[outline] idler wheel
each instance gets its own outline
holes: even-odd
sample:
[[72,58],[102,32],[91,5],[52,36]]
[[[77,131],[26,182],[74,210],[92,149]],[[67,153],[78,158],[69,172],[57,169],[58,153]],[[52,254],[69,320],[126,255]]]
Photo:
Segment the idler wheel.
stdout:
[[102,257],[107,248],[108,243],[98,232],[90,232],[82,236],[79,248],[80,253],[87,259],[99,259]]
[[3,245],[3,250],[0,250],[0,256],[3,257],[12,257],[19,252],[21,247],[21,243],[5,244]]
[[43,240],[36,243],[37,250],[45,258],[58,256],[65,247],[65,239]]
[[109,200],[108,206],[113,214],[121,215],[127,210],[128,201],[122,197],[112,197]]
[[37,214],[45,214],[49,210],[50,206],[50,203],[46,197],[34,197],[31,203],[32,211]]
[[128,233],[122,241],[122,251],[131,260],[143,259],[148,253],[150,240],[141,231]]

———

### What you should do
Please copy every item above, word for word and without any changes.

### Task result
[outline] idler wheel
each instance gets its own outline
holes: even-odd
sample:
[[72,58],[102,32],[91,5],[52,36]]
[[[77,131],[26,182],[74,210],[92,149]],[[67,153],[78,158],[69,172],[57,169],[58,153]],[[52,254],[69,320],[126,255]]]
Photo:
Segment the idler wheel.
stdout:
[[102,257],[107,248],[108,243],[98,232],[90,232],[82,236],[79,248],[80,253],[87,259],[99,259]]
[[3,245],[3,250],[0,250],[0,256],[3,257],[12,257],[19,252],[21,247],[21,243],[5,244]]
[[43,240],[36,243],[37,250],[45,258],[58,256],[65,247],[65,239]]
[[109,200],[108,206],[113,214],[121,215],[127,210],[128,201],[122,197],[112,197]]
[[37,214],[45,214],[49,210],[50,206],[50,203],[46,197],[34,197],[31,203],[32,211]]
[[128,233],[122,241],[122,251],[131,260],[143,259],[148,253],[150,240],[141,231]]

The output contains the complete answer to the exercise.